Author Adam Shriver, a graduate student at Washington University in St. Louis, argues that it's our moral obligation to use such technology to reduce the suffering of animals on factory farms.

"If we can't do away with factory farming, we should at least take steps to minimize the amount of suffering that is caused," he told New Scientist recently.

Shriver, a vegetarian, says his personal preference would be that nobody eat meat and that factory farms had no reason to exist. But given the demand for meat, he assumes factory farms are here to stay and sees pain-free meat (meat from animals genetically engineered to not feel pain) as a compromise that would at least reduce the amount of suffering in the world.

Shriver isn't the only one in the ivory tower thinking about pain-free meat. The problem with their argument, and the reason it's unlikely to advance beyond an intellectual exercise, is that factory-farmed meat is problematic in so many ways aside form suffering, and knocking out certain "pain genes" would further encourage and enable a horrible practice.

When I was 5 years old, I wrote a letter to President Carter, asking him to stop people from killing animals for meat. I probably wouldn't have felt so strongly if my parents had said, "don't worry honey, the animals don't feel pain."

By numbing animals, we'd be numbing ourselves to the ills of factory farming, which we should be anything but numb to. Nearly one-fifth of global carbon emissions come from factory farms -- more than the combined emissions of the world's transport activities, including cars, planes, trucks, trains and boats.

Factory farms use and pollute incredible amounts of water, degrading hundreds of rivers and killing millions of fish, and help create a dead zone in the Gulf of Mexico the size of Massachusetts.

Slaughterhouse suffering isn't limited to the animals that die there. Uncomfortable and unhealthy working conditions, repetitive-stress injuries and the occasional major trauma are the norm for slaughterhouse workers -- who are often exploited, undocumented and poorly paid immigrants whose status helps keep them from unionizing for better conditions.

[REQUIREMENT] For each statement, say whether it agrees with the piece on pain-free meat and quote the words from it that decide: (a) Shriver is a vegetarian. (b) Factory farms produce fewer carbon emissions than the world's transport activities combined. (c) Factory farms help create a dead zone in the Gulf of Mexico the size of Texas.

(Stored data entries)
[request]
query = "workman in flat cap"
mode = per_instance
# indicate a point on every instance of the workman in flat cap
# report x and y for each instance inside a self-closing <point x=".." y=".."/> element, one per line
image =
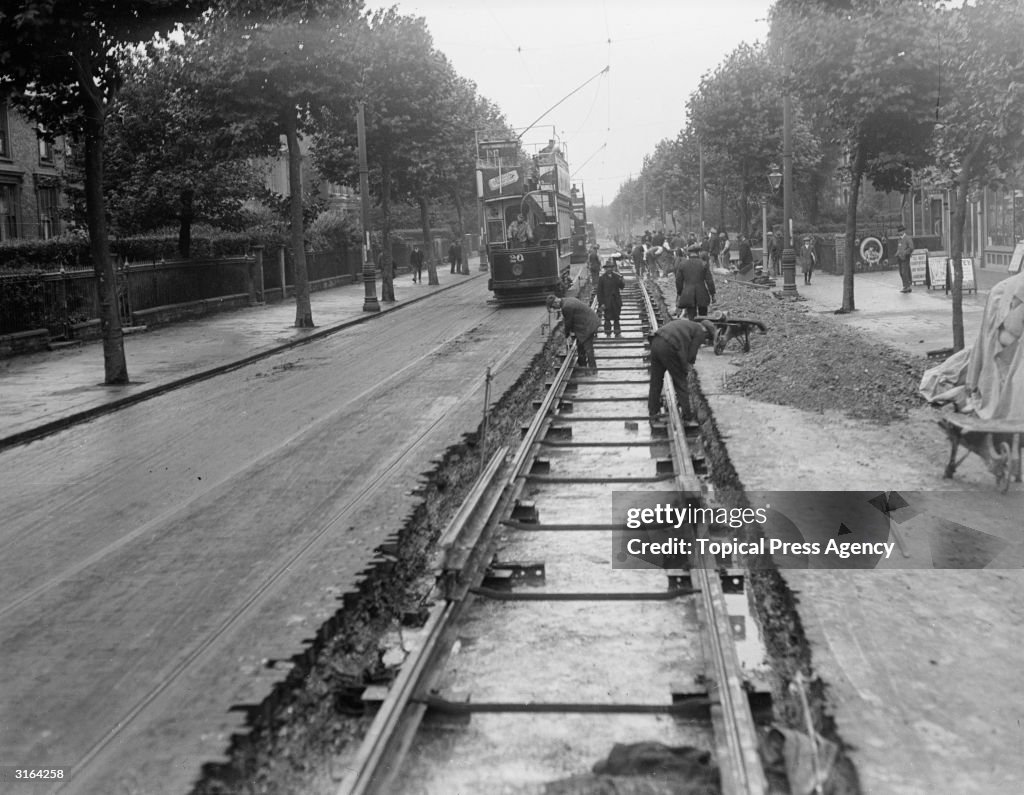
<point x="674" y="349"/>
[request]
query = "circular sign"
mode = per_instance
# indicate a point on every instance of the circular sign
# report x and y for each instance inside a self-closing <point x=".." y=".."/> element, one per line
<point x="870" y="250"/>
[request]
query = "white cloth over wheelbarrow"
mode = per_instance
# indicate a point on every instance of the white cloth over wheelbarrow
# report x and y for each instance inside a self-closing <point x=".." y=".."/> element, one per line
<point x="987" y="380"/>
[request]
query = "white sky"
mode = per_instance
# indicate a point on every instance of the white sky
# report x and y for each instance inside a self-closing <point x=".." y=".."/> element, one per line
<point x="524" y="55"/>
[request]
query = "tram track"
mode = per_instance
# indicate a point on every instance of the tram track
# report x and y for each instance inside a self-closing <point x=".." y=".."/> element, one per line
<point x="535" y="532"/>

[SOLUTION TO THE EXERCISE]
(a) Yes: "Shriver, a vegetarian, says his personal preference would be that nobody eat meat"
(b) No: "more than the combined emissions of the world's transport activities"
(c) No: "help create a dead zone in the Gulf of Mexico the size of Massachusetts"